-- Start of Extracted information --

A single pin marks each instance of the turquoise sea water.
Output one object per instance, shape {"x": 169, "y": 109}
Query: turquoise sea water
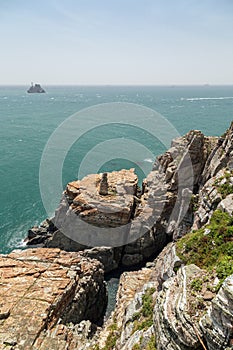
{"x": 28, "y": 120}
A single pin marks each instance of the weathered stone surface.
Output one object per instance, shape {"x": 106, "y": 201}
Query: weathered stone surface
{"x": 217, "y": 324}
{"x": 132, "y": 287}
{"x": 41, "y": 287}
{"x": 109, "y": 257}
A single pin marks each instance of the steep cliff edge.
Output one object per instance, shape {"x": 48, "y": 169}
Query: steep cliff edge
{"x": 139, "y": 224}
{"x": 44, "y": 292}
{"x": 184, "y": 298}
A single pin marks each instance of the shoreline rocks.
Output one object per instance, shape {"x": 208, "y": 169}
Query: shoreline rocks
{"x": 42, "y": 289}
{"x": 166, "y": 305}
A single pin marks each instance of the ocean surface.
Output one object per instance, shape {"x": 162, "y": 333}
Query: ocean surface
{"x": 28, "y": 121}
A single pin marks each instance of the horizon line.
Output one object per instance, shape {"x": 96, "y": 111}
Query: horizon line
{"x": 125, "y": 85}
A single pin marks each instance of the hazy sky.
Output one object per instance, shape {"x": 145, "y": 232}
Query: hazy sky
{"x": 116, "y": 41}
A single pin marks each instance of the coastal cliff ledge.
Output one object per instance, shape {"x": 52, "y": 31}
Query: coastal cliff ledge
{"x": 44, "y": 294}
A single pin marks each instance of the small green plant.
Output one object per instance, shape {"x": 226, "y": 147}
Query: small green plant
{"x": 194, "y": 202}
{"x": 212, "y": 251}
{"x": 224, "y": 188}
{"x": 152, "y": 343}
{"x": 112, "y": 337}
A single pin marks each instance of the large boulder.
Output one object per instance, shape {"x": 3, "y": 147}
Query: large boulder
{"x": 43, "y": 290}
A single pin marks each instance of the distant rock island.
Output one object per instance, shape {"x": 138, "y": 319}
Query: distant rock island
{"x": 35, "y": 89}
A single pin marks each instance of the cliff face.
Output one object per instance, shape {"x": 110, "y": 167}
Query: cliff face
{"x": 42, "y": 292}
{"x": 184, "y": 298}
{"x": 138, "y": 225}
{"x": 186, "y": 287}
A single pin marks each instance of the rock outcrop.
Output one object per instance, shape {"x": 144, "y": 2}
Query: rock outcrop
{"x": 171, "y": 303}
{"x": 138, "y": 225}
{"x": 42, "y": 291}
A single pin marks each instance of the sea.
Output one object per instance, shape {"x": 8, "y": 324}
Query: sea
{"x": 29, "y": 120}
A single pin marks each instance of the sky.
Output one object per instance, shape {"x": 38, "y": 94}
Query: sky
{"x": 116, "y": 42}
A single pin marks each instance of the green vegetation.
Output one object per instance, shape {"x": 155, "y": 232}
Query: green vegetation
{"x": 194, "y": 202}
{"x": 150, "y": 345}
{"x": 144, "y": 318}
{"x": 212, "y": 251}
{"x": 226, "y": 187}
{"x": 112, "y": 337}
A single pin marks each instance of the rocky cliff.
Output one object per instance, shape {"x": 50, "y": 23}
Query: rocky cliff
{"x": 183, "y": 216}
{"x": 139, "y": 224}
{"x": 45, "y": 294}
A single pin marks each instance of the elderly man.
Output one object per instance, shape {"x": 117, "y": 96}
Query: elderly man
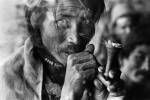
{"x": 57, "y": 44}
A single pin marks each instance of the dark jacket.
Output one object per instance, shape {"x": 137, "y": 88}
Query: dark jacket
{"x": 21, "y": 77}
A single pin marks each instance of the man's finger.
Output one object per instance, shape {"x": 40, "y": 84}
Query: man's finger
{"x": 90, "y": 48}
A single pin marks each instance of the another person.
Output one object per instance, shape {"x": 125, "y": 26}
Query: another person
{"x": 55, "y": 56}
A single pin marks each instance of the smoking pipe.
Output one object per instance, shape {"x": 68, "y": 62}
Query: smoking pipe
{"x": 113, "y": 49}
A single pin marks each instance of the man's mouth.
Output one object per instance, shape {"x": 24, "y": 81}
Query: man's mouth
{"x": 69, "y": 52}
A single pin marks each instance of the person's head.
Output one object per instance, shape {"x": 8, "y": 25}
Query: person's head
{"x": 135, "y": 58}
{"x": 64, "y": 28}
{"x": 123, "y": 19}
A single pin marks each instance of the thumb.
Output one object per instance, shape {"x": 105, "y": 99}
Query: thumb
{"x": 90, "y": 48}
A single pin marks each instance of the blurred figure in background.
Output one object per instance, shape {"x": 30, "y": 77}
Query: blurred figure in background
{"x": 135, "y": 65}
{"x": 54, "y": 63}
{"x": 121, "y": 20}
{"x": 134, "y": 60}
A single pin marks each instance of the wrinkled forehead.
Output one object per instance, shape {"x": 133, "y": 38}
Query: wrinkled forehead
{"x": 72, "y": 8}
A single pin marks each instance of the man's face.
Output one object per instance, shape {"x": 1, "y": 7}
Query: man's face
{"x": 137, "y": 66}
{"x": 67, "y": 33}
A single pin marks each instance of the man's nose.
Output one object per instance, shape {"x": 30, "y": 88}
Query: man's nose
{"x": 72, "y": 35}
{"x": 145, "y": 65}
{"x": 128, "y": 30}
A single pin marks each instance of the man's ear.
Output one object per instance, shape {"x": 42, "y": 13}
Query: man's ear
{"x": 32, "y": 3}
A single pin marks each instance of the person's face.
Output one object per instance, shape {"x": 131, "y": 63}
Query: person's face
{"x": 123, "y": 26}
{"x": 68, "y": 32}
{"x": 136, "y": 67}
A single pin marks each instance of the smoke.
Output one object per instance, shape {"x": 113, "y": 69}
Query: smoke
{"x": 12, "y": 27}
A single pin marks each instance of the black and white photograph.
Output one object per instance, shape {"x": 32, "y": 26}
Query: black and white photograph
{"x": 74, "y": 49}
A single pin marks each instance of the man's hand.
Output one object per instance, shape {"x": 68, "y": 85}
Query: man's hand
{"x": 108, "y": 88}
{"x": 81, "y": 68}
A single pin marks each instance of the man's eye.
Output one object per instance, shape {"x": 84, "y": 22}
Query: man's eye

-- End of Extracted information --

__To do__. Reproduce the listing above exactly from the line containing "A single pin marks each instance of the person's face." through its last line, with both of those lines included.

__Expected output__.
A single pin marks each instance of the person's face.
Output one object per instance, shape {"x": 131, "y": 63}
Query: person's face
{"x": 123, "y": 26}
{"x": 68, "y": 32}
{"x": 136, "y": 67}
A single pin marks each instance of the smoke.
Output one object per instance, shape {"x": 113, "y": 69}
Query: smoke
{"x": 12, "y": 27}
A single pin marks each instance of the black and white photograph.
Output one object per instance, shape {"x": 32, "y": 26}
Query: black and white photograph
{"x": 74, "y": 49}
A single pin marks each instance of the man's hand.
Output one object per instance, shape {"x": 68, "y": 85}
Query: man's hand
{"x": 108, "y": 88}
{"x": 81, "y": 68}
A single pin marks each instance of the man's eye.
Output one object per instance, shape {"x": 84, "y": 22}
Query: man's eye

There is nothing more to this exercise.